DATA EXTRACT:
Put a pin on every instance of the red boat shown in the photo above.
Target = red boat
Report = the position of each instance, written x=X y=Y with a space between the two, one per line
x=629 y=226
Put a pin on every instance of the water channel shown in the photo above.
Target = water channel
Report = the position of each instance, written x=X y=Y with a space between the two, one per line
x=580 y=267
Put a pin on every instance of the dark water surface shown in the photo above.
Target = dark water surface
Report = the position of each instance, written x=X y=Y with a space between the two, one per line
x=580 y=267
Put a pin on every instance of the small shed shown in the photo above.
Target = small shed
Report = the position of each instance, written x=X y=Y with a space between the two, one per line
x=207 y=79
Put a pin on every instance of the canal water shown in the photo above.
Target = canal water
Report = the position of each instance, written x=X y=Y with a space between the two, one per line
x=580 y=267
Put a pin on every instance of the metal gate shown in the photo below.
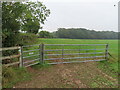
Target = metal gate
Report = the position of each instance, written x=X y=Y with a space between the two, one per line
x=62 y=53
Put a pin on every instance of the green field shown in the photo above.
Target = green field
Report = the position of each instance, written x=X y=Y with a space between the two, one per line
x=110 y=66
x=96 y=78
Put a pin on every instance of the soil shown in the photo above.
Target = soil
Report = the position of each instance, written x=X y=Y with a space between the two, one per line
x=74 y=75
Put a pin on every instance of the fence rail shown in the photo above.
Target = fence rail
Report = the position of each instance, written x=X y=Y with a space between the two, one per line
x=11 y=56
x=53 y=54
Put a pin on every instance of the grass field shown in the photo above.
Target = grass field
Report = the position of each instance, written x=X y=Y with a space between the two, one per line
x=110 y=66
x=98 y=77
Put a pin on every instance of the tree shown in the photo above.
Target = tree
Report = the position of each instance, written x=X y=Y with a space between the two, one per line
x=34 y=17
x=16 y=16
x=45 y=34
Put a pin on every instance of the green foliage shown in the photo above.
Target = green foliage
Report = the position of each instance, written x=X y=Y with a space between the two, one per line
x=35 y=15
x=19 y=16
x=10 y=76
x=27 y=39
x=45 y=34
x=81 y=33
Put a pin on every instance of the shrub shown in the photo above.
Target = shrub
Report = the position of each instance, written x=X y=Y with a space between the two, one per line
x=27 y=39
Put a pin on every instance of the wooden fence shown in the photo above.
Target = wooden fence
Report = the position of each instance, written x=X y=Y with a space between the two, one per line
x=12 y=56
x=58 y=53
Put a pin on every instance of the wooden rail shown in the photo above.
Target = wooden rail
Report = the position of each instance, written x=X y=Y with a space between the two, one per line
x=9 y=48
x=10 y=57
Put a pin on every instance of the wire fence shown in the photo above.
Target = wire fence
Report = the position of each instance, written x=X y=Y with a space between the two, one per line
x=63 y=53
x=57 y=54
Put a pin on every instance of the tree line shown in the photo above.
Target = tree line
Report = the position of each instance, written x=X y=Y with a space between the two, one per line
x=82 y=33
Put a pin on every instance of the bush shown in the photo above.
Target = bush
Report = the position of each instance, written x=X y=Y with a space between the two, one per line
x=27 y=39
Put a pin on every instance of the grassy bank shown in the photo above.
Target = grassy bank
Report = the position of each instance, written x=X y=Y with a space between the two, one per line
x=110 y=66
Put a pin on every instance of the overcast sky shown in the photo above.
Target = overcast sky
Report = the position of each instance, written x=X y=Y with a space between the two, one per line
x=99 y=15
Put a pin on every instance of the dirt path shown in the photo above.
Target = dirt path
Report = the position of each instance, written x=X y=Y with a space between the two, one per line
x=81 y=75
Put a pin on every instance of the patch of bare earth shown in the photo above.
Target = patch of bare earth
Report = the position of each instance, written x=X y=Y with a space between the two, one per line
x=79 y=75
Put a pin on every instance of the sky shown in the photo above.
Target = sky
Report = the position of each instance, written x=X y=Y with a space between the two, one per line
x=99 y=15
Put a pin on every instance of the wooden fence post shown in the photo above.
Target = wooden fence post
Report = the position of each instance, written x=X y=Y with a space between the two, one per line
x=106 y=52
x=20 y=58
x=62 y=52
x=42 y=53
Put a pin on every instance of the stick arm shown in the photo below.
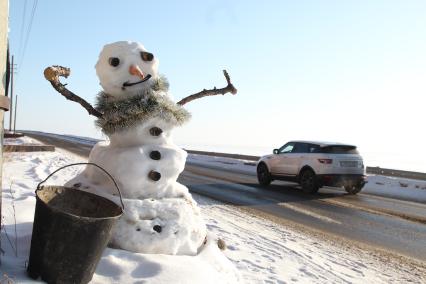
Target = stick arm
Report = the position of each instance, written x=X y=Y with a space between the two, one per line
x=52 y=75
x=213 y=92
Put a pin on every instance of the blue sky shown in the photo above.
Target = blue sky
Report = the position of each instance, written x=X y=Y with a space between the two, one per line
x=348 y=71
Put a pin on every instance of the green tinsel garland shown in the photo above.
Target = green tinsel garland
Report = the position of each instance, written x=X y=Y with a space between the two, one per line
x=123 y=114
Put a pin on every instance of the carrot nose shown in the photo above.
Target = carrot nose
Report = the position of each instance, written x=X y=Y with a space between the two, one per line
x=136 y=71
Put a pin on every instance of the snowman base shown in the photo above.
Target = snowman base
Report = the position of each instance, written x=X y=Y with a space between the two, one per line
x=210 y=265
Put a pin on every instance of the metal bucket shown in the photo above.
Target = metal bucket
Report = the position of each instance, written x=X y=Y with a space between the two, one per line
x=71 y=230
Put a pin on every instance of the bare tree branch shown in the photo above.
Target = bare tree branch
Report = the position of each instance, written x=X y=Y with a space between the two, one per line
x=204 y=93
x=52 y=75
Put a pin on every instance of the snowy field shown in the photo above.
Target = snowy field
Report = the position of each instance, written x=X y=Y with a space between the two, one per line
x=263 y=251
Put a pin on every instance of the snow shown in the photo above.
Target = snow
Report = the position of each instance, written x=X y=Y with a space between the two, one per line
x=128 y=54
x=393 y=187
x=160 y=215
x=262 y=250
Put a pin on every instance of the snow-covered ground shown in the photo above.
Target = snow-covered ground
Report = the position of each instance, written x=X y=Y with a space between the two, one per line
x=262 y=250
x=398 y=188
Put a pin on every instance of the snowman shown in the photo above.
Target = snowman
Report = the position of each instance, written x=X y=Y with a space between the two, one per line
x=136 y=113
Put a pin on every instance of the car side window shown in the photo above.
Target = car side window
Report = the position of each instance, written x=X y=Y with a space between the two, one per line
x=287 y=148
x=300 y=148
x=314 y=148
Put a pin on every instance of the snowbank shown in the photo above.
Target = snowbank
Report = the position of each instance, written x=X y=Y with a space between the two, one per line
x=263 y=251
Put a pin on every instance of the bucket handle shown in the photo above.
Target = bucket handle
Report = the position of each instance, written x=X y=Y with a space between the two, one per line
x=92 y=164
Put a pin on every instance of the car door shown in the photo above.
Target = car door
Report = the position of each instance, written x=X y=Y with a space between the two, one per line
x=295 y=157
x=279 y=164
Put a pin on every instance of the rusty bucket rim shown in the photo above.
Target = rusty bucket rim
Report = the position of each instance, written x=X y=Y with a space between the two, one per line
x=39 y=186
x=74 y=216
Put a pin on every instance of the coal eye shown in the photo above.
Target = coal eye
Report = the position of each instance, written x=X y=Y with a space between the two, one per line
x=147 y=56
x=114 y=61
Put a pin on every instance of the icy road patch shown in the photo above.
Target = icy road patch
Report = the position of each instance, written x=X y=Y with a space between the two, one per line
x=262 y=250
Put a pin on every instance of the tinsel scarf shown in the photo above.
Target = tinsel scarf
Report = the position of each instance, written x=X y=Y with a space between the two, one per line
x=125 y=113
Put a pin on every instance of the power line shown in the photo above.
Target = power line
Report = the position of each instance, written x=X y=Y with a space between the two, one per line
x=24 y=13
x=28 y=31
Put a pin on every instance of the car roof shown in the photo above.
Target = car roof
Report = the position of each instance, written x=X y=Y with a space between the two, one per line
x=323 y=143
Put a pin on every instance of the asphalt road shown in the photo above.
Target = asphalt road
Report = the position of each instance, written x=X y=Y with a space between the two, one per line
x=387 y=224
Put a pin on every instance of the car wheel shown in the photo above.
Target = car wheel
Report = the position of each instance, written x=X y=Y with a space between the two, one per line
x=308 y=181
x=353 y=189
x=263 y=175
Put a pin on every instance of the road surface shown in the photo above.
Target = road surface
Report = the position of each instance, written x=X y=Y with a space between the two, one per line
x=389 y=225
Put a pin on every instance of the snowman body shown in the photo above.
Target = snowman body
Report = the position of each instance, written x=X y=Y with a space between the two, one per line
x=160 y=215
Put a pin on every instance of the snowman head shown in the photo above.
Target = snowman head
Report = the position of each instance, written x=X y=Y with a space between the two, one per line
x=126 y=68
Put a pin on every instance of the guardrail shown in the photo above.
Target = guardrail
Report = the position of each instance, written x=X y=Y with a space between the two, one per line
x=396 y=173
x=369 y=170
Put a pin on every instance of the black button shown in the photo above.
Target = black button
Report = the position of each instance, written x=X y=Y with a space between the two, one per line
x=155 y=155
x=157 y=228
x=155 y=176
x=155 y=131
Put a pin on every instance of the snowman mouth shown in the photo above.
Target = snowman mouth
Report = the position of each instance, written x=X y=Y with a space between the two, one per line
x=128 y=84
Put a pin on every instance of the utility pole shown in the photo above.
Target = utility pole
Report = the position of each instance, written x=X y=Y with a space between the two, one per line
x=11 y=95
x=16 y=108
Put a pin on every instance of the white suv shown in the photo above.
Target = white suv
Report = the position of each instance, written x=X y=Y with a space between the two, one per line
x=313 y=165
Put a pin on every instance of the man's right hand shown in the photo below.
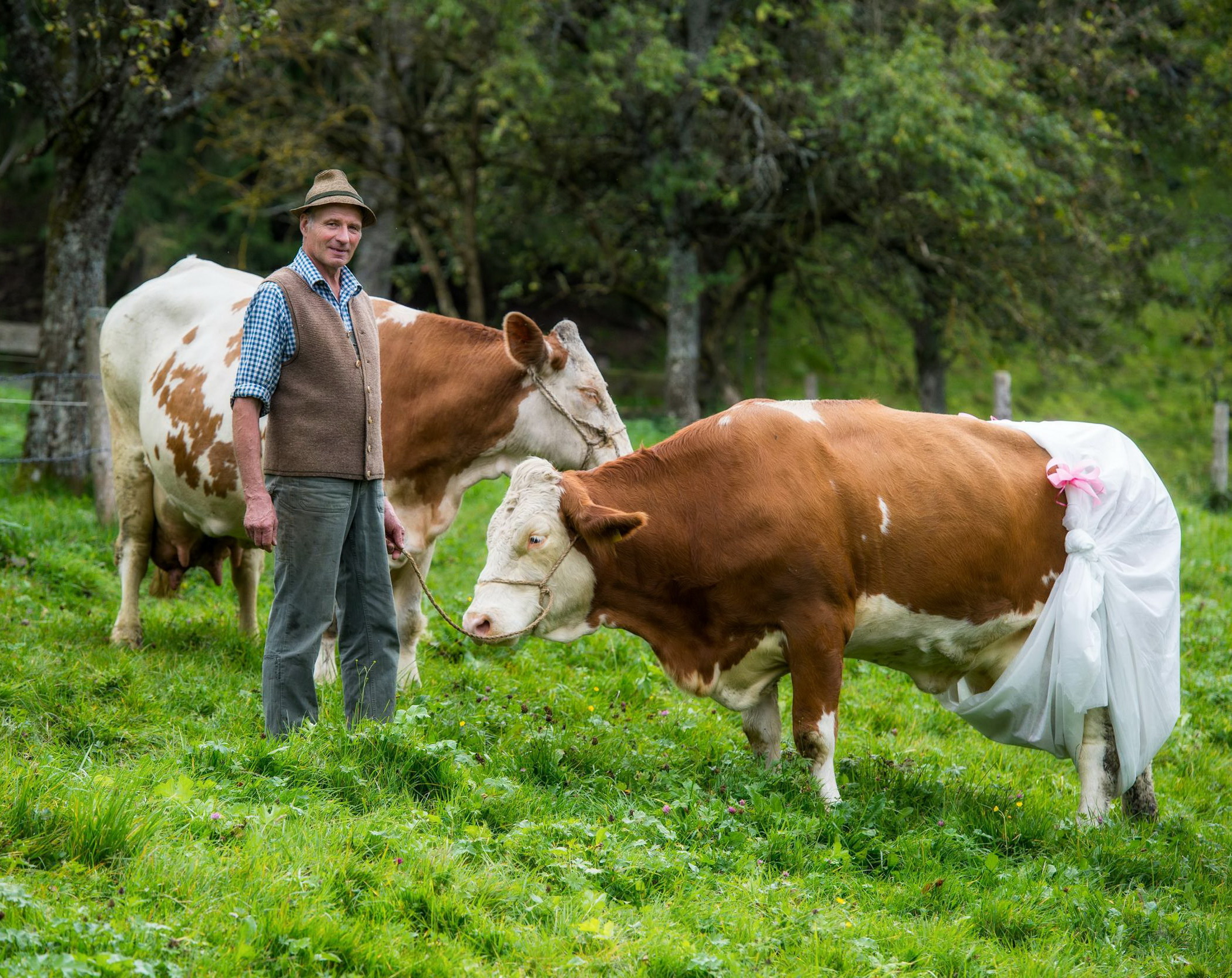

TO DO: Locate each line in the records above that contains the string "wheel", and copy those lines out in full.

FINISHED ANSWER:
Put a pin on every instance of the car wheel shown in the photo above.
Target = car wheel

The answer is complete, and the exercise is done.